[Excerpts from a dataset on pointing at objects]

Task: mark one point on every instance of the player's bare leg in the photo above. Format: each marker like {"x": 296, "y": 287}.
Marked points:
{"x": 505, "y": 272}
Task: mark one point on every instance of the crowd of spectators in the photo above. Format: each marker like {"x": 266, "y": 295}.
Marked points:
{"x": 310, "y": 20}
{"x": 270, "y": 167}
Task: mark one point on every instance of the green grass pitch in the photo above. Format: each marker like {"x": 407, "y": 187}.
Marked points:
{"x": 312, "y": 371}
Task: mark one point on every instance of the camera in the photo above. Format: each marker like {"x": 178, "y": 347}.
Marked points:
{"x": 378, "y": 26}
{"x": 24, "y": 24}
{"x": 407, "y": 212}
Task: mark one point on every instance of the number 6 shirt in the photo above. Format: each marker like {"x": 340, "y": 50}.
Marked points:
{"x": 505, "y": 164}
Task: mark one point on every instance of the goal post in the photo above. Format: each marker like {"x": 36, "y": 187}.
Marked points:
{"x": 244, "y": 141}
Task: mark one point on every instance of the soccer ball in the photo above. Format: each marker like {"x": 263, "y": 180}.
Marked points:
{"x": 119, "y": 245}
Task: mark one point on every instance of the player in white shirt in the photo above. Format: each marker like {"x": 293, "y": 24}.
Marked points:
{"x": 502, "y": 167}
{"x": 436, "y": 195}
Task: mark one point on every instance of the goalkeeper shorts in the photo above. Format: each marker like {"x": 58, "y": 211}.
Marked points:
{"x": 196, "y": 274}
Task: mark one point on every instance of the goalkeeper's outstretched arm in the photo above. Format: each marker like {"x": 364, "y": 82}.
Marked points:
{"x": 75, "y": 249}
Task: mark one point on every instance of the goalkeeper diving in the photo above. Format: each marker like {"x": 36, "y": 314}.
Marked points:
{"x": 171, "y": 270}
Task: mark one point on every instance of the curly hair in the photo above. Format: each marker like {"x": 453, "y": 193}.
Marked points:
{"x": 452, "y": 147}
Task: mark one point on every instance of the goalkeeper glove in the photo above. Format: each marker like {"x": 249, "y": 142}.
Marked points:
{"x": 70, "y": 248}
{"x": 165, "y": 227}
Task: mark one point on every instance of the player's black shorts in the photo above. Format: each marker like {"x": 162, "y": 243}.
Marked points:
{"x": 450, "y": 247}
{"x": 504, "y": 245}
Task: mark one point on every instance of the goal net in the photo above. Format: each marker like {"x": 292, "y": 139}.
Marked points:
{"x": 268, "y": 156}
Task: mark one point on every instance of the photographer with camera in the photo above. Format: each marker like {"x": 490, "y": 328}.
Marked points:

§ WHAT THIS TASK INVOLVES: Format everything from the line containing "Task: mark one point on every instance of the photographer" down to the end of the entries as a Markdown table with the columns Row and Line, one numbered row per line, skipping blank lines.

§ COMPLETED TASK:
| Row | Line |
|---|---|
| 1 | Task: mark one point on every instance of the photographer with camera in the photo above. Format: each marker like {"x": 490, "y": 328}. |
| 2 | Marked points: |